**WRITTEN PROBLEM**: Reproduce verbatim the text of each of the following entries, omitting the pictures.

**INPUT**:
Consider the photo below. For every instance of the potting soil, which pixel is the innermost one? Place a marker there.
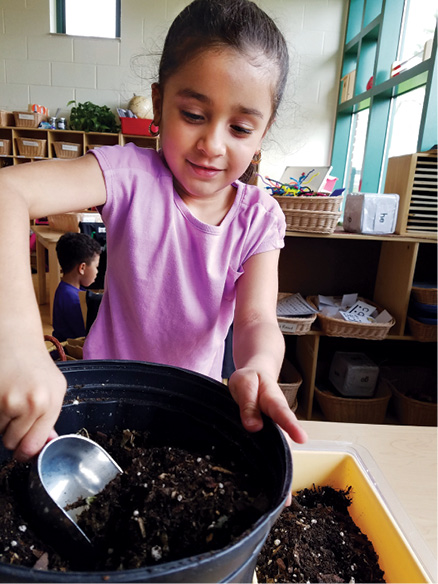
(316, 540)
(170, 504)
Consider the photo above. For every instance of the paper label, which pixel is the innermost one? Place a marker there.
(359, 312)
(288, 327)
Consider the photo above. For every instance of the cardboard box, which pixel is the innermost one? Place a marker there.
(136, 126)
(353, 374)
(374, 213)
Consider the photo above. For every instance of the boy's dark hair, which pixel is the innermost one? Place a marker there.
(239, 24)
(74, 249)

**SOLUTION TO THE EXERCISE**:
Consider the photo below. For every instance of the potting soil, which pixel is the innermost one? Place a marker there.
(316, 540)
(170, 504)
Consider the photo above. For every instance of the paper label, which pixel is the innermost one? Place a marker there.
(359, 312)
(288, 327)
Consider the photo above. For every instance of the cardboard box, which pixel is the innermost one? Place a marker there.
(136, 126)
(353, 374)
(374, 213)
Consider the photo above. For every instance of the boy's dark hair, which pixel is the innermost one? Place a marker there.
(239, 24)
(74, 249)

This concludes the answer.